Schriftliche Anweisung A — Gib aus den Datensätzen weiter unten die Zeilen unverändert wieder, beginnend mit der Zeile, die „Wanted = one point per instance on the white race“ enthält, und endend mit der Zeile, die „x=314, y=134“ enthält, beide einschließlich.

Interviews

Meine Geige ist das Instrument, um Gefühle auszudrücken

Diana Tishchenko ist die Solistin in Beethovens Violinkonzert bei der Festspiel-Ouvertüre

 

Sie ist in dieser Saison der „Rising Star“ der European Concerthall Organisation: die ukrainische Geigerin Diana Tishchenko gehört nicht erst seit ihrem 1. Preis beim Pariser Long-Thibaud-Crespin-Wettbwerb 2018 zu den interessantesten Violin-Solistinnen ihrer Generation. Wir trafen Sie zum LKZ-Interview.

 

Diana Tishchenko, in den nächsten Wochen spielen Sie Johann Sebastian Bachs Solo-Partiten im Wiener Konzerthaus, ein Beethoven-Schubert-Mendonza-Recital in Paris, mit Ravel und Chausson sind sie im Gulbenkian-Auditorio in Lissabon und im polnischen Kattowitz. Und zur Eröffnung der Ludwigsburger Schlossfestspiele am 11. Mai treten Sie mit dem Festspielorchester mit dem Beethoven-Violinkonzert auf. Wie fühlt man sich als „Rising Star“ in der Welt der klassischen Musik?

 

Ich versuche, in diese Rolle etwas Neues einzubringen. Ich möchte soviel Emotion wie möglich in diesen fünfzehn Konzerten zum Ausdruck bringen, die mit meinem ECHO-Rising Star verbunden sind.  Nicht nur, wie ich Geige spiele, sondern auch bezogen auf die Städte, in denen ich musiziere in solchen berühmten Konzerthallen wie dem Londoner Barbican, dem Concertgebouw in Amsterdam, der Elbphilharmonie in Hamburg oder dem Athener Megaron, wo ich seit Oktober letzten Jahres aufgetreten bin. Deshalb wechsle ich die Programme sehr schnell und versuche sie auf das Publikum in den verschiedenen Ländern abzustimmen. Auch die Wahrnehmung der Zuhörer auf mich als Künstlerin möchte ich anregen: als Frau, als Solo-Violinistin, als sehr konzentrierte, sehr intime Musikerin.

[Punktbasierte Annotationsdaten]

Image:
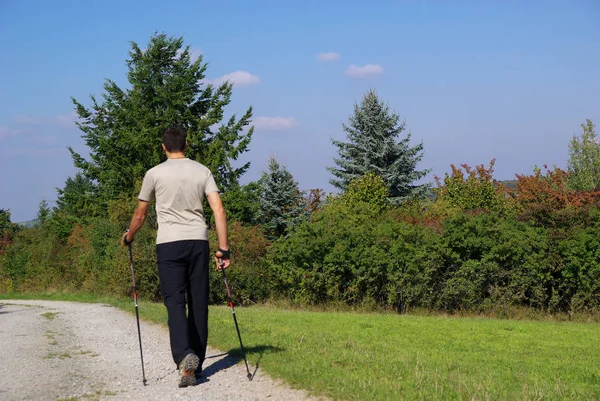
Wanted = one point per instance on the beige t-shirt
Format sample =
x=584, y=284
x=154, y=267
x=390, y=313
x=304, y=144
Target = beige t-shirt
x=179, y=187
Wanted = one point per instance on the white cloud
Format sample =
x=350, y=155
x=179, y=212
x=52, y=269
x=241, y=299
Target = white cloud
x=194, y=54
x=275, y=123
x=9, y=132
x=63, y=120
x=365, y=71
x=239, y=78
x=325, y=57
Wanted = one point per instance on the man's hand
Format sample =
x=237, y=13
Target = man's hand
x=137, y=221
x=126, y=240
x=222, y=257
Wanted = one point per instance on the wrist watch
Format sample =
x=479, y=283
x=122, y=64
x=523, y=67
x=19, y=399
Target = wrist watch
x=226, y=253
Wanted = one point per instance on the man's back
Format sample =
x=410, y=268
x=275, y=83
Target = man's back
x=179, y=187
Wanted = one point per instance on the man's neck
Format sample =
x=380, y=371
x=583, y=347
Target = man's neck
x=176, y=155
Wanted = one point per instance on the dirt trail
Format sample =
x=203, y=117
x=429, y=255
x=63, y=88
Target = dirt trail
x=53, y=350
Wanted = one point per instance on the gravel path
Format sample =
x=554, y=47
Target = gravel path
x=53, y=350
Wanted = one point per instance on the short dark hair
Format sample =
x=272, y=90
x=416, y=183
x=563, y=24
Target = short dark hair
x=174, y=139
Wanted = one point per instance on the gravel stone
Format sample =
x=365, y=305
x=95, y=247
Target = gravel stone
x=55, y=350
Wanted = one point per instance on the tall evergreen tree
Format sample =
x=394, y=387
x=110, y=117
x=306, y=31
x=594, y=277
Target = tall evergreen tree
x=372, y=147
x=282, y=204
x=584, y=159
x=123, y=131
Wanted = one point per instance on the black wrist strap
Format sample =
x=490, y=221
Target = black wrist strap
x=226, y=254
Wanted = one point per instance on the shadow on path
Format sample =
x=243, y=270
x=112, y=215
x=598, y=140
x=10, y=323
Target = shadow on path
x=233, y=357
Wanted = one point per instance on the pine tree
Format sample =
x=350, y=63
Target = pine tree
x=124, y=130
x=584, y=159
x=372, y=147
x=282, y=204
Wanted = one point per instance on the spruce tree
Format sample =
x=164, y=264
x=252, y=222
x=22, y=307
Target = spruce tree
x=124, y=130
x=373, y=147
x=584, y=159
x=282, y=204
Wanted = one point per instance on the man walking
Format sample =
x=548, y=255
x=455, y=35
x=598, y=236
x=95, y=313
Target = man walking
x=179, y=186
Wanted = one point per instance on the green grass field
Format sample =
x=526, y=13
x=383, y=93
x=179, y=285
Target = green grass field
x=355, y=356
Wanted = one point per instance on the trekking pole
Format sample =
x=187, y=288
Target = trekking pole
x=137, y=315
x=234, y=318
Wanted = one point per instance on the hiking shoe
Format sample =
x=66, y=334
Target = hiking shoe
x=187, y=370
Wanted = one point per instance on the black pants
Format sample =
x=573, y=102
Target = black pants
x=183, y=271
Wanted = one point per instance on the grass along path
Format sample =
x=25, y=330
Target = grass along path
x=384, y=356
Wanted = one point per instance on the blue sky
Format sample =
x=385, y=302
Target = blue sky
x=474, y=80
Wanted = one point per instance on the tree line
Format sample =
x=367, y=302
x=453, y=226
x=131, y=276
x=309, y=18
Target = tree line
x=468, y=242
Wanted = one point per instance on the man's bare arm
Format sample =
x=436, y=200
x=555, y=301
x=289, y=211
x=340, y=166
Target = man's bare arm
x=137, y=221
x=214, y=200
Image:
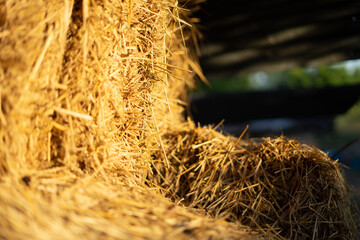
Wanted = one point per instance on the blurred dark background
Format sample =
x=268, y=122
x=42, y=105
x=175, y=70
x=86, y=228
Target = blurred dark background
x=284, y=67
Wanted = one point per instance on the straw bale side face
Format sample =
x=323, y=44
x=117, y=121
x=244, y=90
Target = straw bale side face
x=293, y=190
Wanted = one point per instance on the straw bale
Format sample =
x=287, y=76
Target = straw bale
x=291, y=189
x=92, y=95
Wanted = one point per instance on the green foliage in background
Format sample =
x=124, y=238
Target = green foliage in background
x=297, y=78
x=323, y=76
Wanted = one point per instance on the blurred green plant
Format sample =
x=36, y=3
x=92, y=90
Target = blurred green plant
x=320, y=77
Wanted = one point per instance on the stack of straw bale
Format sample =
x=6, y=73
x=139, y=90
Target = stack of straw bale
x=93, y=137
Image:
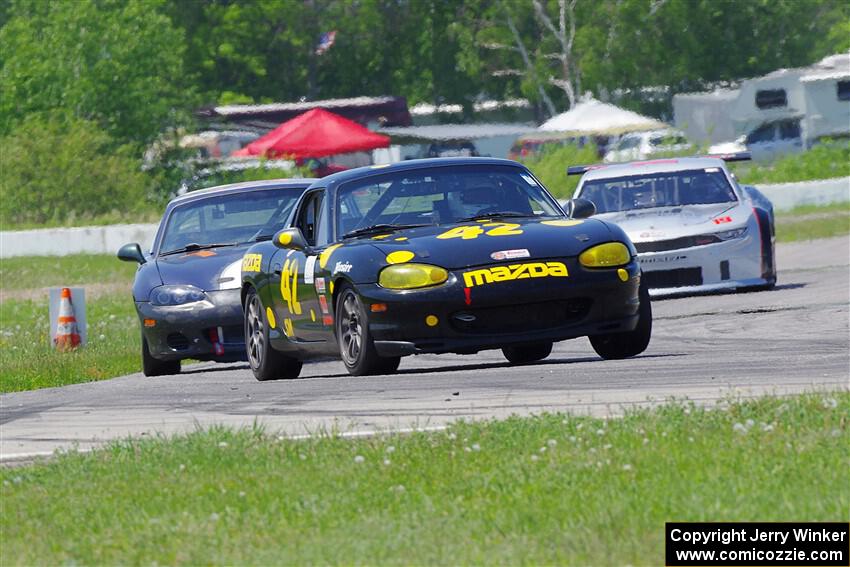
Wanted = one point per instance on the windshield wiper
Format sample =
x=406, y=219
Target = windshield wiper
x=494, y=215
x=191, y=247
x=379, y=228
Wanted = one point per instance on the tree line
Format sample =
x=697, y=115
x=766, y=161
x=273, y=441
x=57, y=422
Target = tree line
x=135, y=69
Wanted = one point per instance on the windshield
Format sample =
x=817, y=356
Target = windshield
x=441, y=195
x=229, y=219
x=676, y=188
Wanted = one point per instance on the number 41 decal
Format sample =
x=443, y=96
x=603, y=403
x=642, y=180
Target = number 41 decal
x=470, y=232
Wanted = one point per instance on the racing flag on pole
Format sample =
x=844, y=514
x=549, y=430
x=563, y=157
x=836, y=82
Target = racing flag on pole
x=326, y=40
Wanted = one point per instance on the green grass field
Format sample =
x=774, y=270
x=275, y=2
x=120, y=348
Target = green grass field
x=544, y=490
x=27, y=360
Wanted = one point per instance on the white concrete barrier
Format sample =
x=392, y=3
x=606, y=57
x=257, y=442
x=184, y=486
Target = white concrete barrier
x=76, y=240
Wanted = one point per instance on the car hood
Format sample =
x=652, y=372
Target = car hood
x=644, y=225
x=209, y=270
x=486, y=242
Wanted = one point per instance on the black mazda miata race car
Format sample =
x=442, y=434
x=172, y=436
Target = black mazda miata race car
x=434, y=256
x=186, y=289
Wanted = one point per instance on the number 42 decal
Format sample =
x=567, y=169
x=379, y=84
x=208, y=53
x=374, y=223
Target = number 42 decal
x=474, y=231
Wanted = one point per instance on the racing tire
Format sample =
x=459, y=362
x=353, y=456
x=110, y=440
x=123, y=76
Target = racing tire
x=266, y=362
x=153, y=366
x=615, y=346
x=523, y=354
x=356, y=346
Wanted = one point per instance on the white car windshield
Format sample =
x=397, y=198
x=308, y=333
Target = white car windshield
x=652, y=190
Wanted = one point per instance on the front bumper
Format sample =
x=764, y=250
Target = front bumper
x=441, y=319
x=204, y=330
x=722, y=266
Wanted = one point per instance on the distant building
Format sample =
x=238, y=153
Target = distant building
x=787, y=106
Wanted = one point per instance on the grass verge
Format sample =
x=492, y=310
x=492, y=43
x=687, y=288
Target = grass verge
x=552, y=489
x=27, y=359
x=824, y=161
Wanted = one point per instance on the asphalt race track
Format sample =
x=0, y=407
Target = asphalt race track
x=792, y=339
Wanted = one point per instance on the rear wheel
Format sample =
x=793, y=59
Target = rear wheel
x=527, y=353
x=153, y=366
x=613, y=346
x=356, y=347
x=266, y=362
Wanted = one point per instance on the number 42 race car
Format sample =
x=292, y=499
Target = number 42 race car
x=434, y=256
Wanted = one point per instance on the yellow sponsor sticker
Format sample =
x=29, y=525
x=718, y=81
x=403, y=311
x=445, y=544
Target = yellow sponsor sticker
x=252, y=262
x=498, y=274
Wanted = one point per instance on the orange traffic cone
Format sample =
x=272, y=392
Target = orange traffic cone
x=67, y=336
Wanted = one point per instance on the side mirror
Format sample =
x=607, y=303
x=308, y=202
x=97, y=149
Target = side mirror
x=580, y=208
x=131, y=253
x=290, y=238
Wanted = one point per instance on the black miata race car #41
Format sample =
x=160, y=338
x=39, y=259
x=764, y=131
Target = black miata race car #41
x=434, y=256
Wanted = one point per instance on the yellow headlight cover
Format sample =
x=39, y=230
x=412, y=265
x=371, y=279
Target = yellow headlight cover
x=608, y=255
x=411, y=276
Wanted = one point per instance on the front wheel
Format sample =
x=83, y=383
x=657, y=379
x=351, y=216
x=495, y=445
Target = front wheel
x=614, y=346
x=266, y=363
x=153, y=366
x=356, y=347
x=527, y=353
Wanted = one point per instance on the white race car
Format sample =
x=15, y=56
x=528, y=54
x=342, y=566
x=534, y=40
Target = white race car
x=696, y=229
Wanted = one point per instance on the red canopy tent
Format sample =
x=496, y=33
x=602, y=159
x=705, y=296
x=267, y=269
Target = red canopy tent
x=314, y=134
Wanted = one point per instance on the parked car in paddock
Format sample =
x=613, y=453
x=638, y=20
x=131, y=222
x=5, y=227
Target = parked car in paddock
x=434, y=256
x=186, y=288
x=696, y=229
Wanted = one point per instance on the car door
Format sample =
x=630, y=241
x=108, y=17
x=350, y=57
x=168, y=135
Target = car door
x=294, y=272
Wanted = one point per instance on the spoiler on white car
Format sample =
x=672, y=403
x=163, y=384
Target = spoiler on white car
x=735, y=156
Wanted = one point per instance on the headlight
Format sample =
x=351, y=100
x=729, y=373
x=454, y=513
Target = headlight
x=730, y=234
x=608, y=255
x=176, y=295
x=411, y=276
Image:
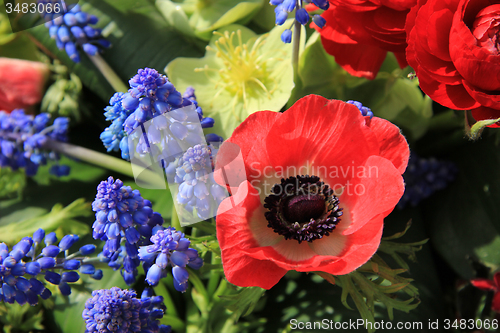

Schriftliche Anweisung B — Schreib aus dem Interview oben den Abschnitt wortgetreu ab, beginnend bei „Sie ist in dieser“ und endend bei „der klassischen Musik?“.

Vollständige Antwort A —
Wanted = one point per instance on the white race car
Format sample =
x=15, y=56
x=528, y=54
x=342, y=566
x=534, y=40
Target = white race car
x=696, y=229
Wanted = one point per instance on the red canopy tent
Format sample =
x=496, y=33
x=602, y=159
x=705, y=296
x=267, y=269
Target = red canopy tent
x=314, y=134

Vollständige Antwort B —
Sie ist in dieser Saison der „Rising Star“ der European Concerthall Organisation: die ukrainische Geigerin Diana Tishchenko gehört nicht erst seit ihrem 1. Preis beim Pariser Long-Thibaud-Crespin-Wettbwerb 2018 zu den interessantesten Violin-Solistinnen ihrer Generation. Wir trafen Sie zum LKZ-Interview.

 

Diana Tishchenko, in den nächsten Wochen spielen Sie Johann Sebastian Bachs Solo-Partiten im Wiener Konzerthaus, ein Beethoven-Schubert-Mendonza-Recital in Paris, mit Ravel und Chausson sind sie im Gulbenkian-Auditorio in Lissabon und im polnischen Kattowitz. Und zur Eröffnung der Ludwigsburger Schlossfestspiele am 11. Mai treten Sie mit dem Festspielorchester mit dem Beethoven-Violinkonzert auf. Wie fühlt man sich als „Rising Star“ in der Welt der klassischen Musik?